TASKS AND EXERCISES →
- A) In the Early Music Fridays announcement, what is the ticket price for seniors?
- B) Continue the Early Music Fridays announcement from its final sentence.

A series of concerts covering over 700 years and representing the Medieval, Renaissance, and Baroque periods, will be performed on Fridays in Kirkland.
Early Music Fridays, presented by Northlake Unitarian Universalist Church and the Early Music Guild
Location, will be held at 8 p.m. at Northlake Unitarian Universalist Church, 308 4th Ave S, Kirkland. Tickets are $20 general, $15 seniors, $10 Students and NUUC members. The are available online, by phone, or at the door on the evening of the performances. Free parking is available in the church parking lot.
More information is available at 206-325-7066 or www.earlymusicguild.org
Concerts include:
October 8, 2010 – Rebekah Gilmore and Thomas Thompson. In their EMG series debut, soprano Rebekah Gilmore and bass-baritone Thomas Thompson will perform the “dialogue” cantatas: Bach’s exciting interplay between the voices of the Soul, performed by Gilmore, and Jesus, performed by Thompson. This performance will be complemented by a full period ensemble with continuo and will feature several solo works from the Baroque repertoire.
November 5, 2010 – Elizabeth CD Brown: Women of Good Courage.
In this program featuring music from Elisabeth-Claude Jacquet de la Guerre, the Princess Elisabeth von Hessen Lutebook, and the Queen Anne Guitarbook, lutenist and Baroque guitarist Elizabeth C. D. Brown will explore the lives and music of three women from the 17th and 18th centuries.
December 10, 2010 – Ensemble Electra: London a l’Italia. Follow harpsichordist Jillon Stoppels, violinist Tekla Cunningham, and recorder player Vicki Boeckman as they explore the repertoire that shone out from the fusion of 18th-century British and Italian cultures. The concert includes chamber music by Corelli, Handel, Barsanti and others.
January 7, 2011 –
Dolce Sono: Musical Caricatures: The Imaginative World of the Character Piece. The harmonious duet, Dulce Sono, comprising of Elizabeth Brown, Lutes and Baroque Guitar, and Ronnee Fullerton, Viola da Gamba and Baroque Violin, has performed for 12 years. Hear Biber’s Rosary Sonata, depicting the Nativity, contrasted by music emulating the ferocity of a turbulent windstorm.

EXTRACTED INFORMATION →
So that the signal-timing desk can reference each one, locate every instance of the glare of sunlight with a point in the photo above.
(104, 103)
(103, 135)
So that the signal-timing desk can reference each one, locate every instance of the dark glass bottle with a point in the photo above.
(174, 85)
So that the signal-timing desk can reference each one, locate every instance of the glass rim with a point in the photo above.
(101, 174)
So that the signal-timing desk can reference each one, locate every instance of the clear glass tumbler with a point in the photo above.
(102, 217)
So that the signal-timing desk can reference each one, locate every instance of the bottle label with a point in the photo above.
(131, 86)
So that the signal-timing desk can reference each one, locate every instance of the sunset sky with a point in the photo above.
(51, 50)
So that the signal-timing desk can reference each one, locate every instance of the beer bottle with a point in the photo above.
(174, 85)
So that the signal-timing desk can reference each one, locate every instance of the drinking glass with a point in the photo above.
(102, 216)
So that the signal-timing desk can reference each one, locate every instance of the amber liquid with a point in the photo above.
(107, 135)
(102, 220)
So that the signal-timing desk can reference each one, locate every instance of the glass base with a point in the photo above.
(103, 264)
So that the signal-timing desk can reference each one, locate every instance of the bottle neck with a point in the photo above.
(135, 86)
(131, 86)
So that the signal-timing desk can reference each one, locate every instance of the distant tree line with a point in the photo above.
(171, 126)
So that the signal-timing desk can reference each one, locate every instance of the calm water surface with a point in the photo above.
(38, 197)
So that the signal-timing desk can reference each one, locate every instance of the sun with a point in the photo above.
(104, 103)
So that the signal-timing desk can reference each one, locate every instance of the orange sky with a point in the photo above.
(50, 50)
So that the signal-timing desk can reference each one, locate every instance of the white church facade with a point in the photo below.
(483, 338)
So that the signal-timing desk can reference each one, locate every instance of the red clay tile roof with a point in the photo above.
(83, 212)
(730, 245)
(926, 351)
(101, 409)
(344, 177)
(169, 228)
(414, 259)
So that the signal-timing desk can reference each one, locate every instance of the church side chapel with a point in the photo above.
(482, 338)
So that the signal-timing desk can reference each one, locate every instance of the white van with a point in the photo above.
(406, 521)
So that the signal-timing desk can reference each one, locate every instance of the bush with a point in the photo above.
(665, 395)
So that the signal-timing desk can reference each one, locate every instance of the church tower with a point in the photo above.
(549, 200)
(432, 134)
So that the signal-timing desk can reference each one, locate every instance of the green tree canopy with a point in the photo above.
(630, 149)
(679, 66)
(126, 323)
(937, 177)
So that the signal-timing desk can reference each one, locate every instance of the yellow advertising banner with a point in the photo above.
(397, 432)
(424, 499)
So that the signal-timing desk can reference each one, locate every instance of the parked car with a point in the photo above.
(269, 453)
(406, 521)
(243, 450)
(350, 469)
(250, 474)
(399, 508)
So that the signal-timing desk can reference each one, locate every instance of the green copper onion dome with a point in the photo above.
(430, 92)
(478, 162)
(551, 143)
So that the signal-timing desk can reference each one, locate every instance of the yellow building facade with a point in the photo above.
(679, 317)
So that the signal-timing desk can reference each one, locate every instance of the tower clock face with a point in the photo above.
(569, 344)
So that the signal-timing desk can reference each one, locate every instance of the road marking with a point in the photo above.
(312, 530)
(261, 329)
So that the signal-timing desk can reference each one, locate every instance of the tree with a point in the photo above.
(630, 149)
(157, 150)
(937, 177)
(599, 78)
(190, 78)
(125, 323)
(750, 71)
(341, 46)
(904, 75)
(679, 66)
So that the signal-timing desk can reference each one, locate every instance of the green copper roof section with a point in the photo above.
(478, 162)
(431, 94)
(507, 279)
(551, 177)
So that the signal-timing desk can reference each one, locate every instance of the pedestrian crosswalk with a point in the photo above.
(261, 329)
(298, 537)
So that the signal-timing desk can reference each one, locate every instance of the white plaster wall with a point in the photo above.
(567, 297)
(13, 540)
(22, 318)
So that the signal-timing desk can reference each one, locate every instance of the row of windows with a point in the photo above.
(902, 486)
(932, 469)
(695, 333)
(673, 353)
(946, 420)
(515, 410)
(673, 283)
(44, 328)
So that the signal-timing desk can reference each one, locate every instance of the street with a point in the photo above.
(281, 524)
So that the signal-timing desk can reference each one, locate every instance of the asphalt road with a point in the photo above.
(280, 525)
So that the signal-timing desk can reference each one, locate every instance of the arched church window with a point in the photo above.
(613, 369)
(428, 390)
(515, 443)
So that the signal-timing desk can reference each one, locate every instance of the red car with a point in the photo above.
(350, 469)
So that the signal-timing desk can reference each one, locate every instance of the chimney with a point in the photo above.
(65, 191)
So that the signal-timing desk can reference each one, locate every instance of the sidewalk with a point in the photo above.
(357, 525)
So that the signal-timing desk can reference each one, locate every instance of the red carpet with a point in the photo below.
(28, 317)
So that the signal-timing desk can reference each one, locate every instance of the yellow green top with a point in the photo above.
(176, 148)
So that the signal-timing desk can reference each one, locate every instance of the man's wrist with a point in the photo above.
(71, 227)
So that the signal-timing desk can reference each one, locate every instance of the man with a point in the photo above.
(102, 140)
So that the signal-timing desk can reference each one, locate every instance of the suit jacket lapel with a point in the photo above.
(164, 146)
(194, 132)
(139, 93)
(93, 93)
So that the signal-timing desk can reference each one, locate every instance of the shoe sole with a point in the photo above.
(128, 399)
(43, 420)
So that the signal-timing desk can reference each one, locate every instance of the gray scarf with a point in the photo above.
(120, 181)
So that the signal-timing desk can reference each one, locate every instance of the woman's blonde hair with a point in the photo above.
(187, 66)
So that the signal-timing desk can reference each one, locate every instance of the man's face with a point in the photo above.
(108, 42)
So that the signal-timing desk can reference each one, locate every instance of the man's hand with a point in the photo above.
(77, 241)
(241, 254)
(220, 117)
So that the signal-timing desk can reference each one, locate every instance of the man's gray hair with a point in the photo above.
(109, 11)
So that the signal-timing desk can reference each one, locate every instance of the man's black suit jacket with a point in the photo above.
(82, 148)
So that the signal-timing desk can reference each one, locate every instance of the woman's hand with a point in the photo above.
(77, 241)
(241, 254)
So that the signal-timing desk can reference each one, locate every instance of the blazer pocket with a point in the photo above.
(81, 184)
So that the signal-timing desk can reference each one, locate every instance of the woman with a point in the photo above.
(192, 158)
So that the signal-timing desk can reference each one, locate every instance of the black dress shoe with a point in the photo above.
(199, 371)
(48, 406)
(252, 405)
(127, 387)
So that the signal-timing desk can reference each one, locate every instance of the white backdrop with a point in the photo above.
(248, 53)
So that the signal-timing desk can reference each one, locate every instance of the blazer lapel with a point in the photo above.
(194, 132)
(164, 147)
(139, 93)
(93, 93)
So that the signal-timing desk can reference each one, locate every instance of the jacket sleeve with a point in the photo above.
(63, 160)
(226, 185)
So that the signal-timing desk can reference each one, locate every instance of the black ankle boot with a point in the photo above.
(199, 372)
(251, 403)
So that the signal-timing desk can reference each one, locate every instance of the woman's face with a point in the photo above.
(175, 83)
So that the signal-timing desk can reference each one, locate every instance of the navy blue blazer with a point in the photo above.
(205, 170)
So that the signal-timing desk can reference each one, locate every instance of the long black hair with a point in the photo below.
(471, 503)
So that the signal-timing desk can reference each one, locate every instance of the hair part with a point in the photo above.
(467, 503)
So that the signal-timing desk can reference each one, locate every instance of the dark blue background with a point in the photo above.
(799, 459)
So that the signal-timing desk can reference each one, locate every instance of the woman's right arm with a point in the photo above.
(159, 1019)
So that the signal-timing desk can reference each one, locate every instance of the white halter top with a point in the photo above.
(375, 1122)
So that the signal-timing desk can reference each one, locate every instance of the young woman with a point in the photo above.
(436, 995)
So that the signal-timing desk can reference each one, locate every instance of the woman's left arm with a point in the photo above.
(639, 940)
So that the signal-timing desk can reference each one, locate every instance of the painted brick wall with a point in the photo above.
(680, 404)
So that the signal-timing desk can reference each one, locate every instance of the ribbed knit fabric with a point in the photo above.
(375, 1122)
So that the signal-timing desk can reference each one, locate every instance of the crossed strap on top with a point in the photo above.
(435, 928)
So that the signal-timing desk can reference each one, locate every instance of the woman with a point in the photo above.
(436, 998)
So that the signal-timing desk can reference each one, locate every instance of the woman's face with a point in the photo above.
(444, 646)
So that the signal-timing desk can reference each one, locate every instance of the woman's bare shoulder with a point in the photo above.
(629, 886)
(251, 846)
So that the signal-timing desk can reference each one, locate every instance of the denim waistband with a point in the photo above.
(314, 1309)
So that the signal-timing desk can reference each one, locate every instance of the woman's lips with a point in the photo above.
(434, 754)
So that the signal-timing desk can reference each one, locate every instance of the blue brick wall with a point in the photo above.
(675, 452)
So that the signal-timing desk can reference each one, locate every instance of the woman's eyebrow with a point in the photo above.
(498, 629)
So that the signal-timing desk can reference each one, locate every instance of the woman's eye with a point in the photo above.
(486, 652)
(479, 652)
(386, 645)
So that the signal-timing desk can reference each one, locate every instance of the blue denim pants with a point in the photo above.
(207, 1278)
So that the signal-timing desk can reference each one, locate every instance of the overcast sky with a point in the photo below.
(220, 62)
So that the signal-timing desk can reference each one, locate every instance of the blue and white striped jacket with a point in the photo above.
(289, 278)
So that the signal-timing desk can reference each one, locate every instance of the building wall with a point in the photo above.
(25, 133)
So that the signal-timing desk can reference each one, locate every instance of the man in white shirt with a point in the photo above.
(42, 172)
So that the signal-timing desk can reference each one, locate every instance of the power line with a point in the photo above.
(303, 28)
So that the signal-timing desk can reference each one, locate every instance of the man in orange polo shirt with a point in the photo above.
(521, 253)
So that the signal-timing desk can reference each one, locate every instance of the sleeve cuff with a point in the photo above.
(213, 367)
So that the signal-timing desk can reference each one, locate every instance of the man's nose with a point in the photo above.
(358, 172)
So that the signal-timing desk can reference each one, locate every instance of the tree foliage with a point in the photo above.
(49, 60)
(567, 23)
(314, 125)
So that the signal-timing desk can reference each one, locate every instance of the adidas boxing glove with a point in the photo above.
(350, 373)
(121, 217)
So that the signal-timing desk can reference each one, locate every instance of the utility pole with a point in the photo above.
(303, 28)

EXPECTED OUTPUTS →
- A) $15

- B)
March 11, 2011 – The Lonely & Broken Cellist: Music for Unaccompanied Cello from and inspired by the Baroque. Join cellist Nathan Whittaker in a program of music from G.B. Degli Antonii, Britten, Tavener, Walton, and J.S. Bach as he traces the cello’s rise to prominence in the twentieth century, when composers, propelled by a new generation of cellists, searched for models to showcase this instrument and found shining examples in the Baroque. Follow Whittaker as he crosses, on three different cellos, a bridge to the past, constructed with forms like the fugue, passacaglia, and ciaccona, and styles of declamation, chant, or stile brisé.
April 29, 2011 – Cinnamon Bird with special guest Kane Mathis. With duo vielles, Shulamit Kleinerman and Ruthie Dornfeld bring to life medieval lais and cantigas: tales of love, morality, and adventure spun at the courts of Europe’s nobles. Join Cinnamon Bird for this special collaboration: Kane Mathis represents the centuries-old West African tradition of the Mandinka bard, whose songs transmit history, current events, eulogies and love stories with the mesmerizing sound of the 21-string kora.
May 20, 2011 – The Art of the Lute Song: Baroque Beginnings.
Join tenor Eric Mentzel and lutenist August Denhard for a program that explores the flowering of solo song in the 16th century: virtuoso pieces by the first composers of Italian opera, elegant settings of the English Cavalier poets, alluring French airs de cour, and Elizabethan lute songs from England’s Golden Age.